-- Begin RAW DATA --

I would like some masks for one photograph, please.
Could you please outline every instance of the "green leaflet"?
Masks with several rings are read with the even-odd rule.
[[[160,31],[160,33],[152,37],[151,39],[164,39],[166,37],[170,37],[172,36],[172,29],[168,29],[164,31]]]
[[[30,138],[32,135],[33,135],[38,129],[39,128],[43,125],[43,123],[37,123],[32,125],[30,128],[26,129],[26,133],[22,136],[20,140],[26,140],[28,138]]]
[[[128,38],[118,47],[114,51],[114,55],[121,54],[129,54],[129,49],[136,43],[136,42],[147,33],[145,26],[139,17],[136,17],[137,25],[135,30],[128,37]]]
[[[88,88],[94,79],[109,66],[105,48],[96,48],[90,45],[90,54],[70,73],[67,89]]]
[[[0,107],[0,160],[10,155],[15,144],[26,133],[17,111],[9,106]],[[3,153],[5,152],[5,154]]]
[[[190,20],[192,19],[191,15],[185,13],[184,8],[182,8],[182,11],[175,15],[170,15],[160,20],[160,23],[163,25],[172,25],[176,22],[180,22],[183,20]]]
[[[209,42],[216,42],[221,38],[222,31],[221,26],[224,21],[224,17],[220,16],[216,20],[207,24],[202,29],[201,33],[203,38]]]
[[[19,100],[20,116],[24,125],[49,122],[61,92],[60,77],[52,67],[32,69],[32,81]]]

-- End RAW DATA --

# STATED GOAL:
Reproduce every line of the entries above, character for character.

# EXERCISE OUTPUT:
I would like some masks for one photograph, please.
Could you please outline every instance of the "green leaflet"?
Masks with several rings are read with the even-odd rule.
[[[160,31],[160,33],[152,37],[151,39],[164,39],[166,37],[170,37],[172,36],[172,29],[168,29],[164,31]]]
[[[30,138],[32,135],[33,135],[38,129],[39,128],[43,125],[43,123],[37,123],[32,125],[30,128],[26,129],[26,133],[22,136],[20,140],[26,140],[28,138]]]
[[[128,38],[118,47],[114,51],[114,55],[121,54],[129,54],[129,49],[136,43],[136,42],[147,33],[145,26],[139,17],[136,17],[137,25],[135,30],[128,37]]]
[[[88,88],[94,79],[109,66],[105,48],[96,48],[90,45],[90,54],[70,73],[67,89]]]
[[[0,107],[0,160],[10,155],[15,144],[26,133],[17,111],[9,106]],[[3,153],[5,152],[5,154]]]
[[[190,20],[192,19],[191,15],[185,13],[184,8],[182,8],[182,11],[175,15],[170,15],[160,20],[160,23],[163,25],[172,25],[176,22],[180,22],[183,20]]]
[[[209,42],[216,42],[221,38],[222,31],[221,26],[224,21],[224,17],[220,16],[216,20],[207,24],[202,29],[201,33],[203,38]]]
[[[19,100],[20,116],[24,125],[49,122],[61,92],[60,77],[52,67],[32,69],[32,81]]]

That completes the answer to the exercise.